PASSAGE PROVIDED -
((

This was not the team’s first loss to USC, and it will very likely not be the team’s last.

But there was something very special about this game, more than any other game that the team may ever play.

On this night, 10 seniors completed a journey that they started four  years ago, when they took a chance on a new program and a new coach.

Twenty-eight freshman, living in the Tenochca residence hall, were trying to figure out how to “do” college and how to be student athletes.

That was a challenge in itself, but even more than that, these girls had the responsibility of being the first class of the San Diego State lacrosse team.

“We didn’t have any upperclassmen, only one sophomore,” said senior midfielder Christina Ricciardulli, a San Diego native and one of the original 28.

Imagine that.

Being on an NCAA Division I athletic team and having no upperclassmen to show you how to act, how to play or how to prepare.

Redshirt-junior midfielder Sophie Koubek talked about  her crazy experience of freshman year.

“It was the best and worst of times,” she said. “The best because everything was new, and we didn’t have anything to follow, so it was exciting.

But it was also really hard because we had no one to look up to, so we had to figure everything out for ourselves.”

These girls were all up for the challenge. They understood what was ahead of them and what they would mean to the history of the school and the lacrosse program.

“That’s a major reason why I wanted to come, was to start the program and be a part of that legacy,” said senior attacker Lauren Maack, also a San Diego native, who started playing as a sophomore in high school.

))

PROBLEM TO SOLVE - In the passage about the San Diego State lacrosse team, which residence hall housed the twenty-eight original freshmen?

DATASET EXCERPT -
((

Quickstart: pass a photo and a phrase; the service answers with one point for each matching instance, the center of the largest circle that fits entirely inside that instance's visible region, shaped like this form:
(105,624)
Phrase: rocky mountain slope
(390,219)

))

RESULT FOR THIS TASK - The Tenochca residence hall.